[Entries supplied]
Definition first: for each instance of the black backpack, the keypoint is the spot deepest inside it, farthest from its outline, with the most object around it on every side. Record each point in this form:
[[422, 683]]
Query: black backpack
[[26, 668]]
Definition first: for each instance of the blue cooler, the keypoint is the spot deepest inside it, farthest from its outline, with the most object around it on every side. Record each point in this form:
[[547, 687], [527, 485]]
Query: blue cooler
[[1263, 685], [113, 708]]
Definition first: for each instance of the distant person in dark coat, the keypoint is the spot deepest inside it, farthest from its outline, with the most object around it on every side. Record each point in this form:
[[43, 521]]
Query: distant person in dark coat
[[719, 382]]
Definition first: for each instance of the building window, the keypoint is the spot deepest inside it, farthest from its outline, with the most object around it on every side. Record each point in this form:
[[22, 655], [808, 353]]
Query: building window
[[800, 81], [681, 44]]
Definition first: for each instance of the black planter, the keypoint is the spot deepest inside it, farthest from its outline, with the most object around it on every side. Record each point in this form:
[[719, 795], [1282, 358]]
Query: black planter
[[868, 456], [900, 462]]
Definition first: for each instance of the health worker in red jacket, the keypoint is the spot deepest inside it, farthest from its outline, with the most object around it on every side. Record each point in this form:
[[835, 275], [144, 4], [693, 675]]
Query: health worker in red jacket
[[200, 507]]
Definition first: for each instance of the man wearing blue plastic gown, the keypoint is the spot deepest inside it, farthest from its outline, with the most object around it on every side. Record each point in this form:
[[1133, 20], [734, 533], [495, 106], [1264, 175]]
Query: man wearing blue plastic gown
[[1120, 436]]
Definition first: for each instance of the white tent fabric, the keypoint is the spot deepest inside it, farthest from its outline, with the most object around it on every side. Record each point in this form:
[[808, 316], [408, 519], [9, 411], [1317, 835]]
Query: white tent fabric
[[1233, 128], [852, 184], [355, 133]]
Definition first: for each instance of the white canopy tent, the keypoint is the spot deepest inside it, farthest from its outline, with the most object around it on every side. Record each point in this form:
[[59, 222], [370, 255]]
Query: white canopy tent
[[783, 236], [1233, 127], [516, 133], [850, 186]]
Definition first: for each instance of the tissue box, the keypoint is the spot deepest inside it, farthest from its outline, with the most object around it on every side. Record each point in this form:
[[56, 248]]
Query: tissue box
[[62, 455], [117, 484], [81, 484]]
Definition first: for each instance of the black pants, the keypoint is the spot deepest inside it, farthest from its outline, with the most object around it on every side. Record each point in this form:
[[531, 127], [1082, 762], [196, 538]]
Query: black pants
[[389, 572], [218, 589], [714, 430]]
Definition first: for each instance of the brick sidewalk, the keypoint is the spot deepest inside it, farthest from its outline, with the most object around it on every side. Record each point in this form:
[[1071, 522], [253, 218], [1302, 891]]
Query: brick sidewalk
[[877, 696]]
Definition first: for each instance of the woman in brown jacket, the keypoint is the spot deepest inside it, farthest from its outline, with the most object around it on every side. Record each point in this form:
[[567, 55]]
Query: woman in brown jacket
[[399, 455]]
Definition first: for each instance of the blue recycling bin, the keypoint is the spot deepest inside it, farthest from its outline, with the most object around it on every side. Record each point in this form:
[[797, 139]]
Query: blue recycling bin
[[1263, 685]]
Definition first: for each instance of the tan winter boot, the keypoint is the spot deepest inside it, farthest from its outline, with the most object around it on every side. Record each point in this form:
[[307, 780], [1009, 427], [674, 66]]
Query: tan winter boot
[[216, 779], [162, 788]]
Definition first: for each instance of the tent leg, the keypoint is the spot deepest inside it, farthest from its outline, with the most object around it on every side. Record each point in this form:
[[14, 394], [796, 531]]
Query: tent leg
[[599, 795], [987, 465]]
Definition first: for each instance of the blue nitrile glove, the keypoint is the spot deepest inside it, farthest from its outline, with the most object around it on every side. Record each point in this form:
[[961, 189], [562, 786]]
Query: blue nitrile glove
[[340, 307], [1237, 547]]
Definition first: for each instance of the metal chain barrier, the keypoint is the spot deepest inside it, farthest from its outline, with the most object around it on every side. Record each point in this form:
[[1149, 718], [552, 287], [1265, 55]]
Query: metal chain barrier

[Work to do]
Give the listing above, from its first line through the line holding "[[26, 668]]", inclusive, as a Markdown table with the columns Row and Line. Number each line and leave out blank lines.

[Solution for this problem]
| Row | Line |
|---|---|
| 1 | Definition first: for each instance of the black backpack, the keypoint is the spot deepest inside it, farthest from its outline, with the most object around it on every side. Record each point in this form: |
| 2 | [[422, 683]] |
| 3 | Query: black backpack |
| 4 | [[26, 668]] |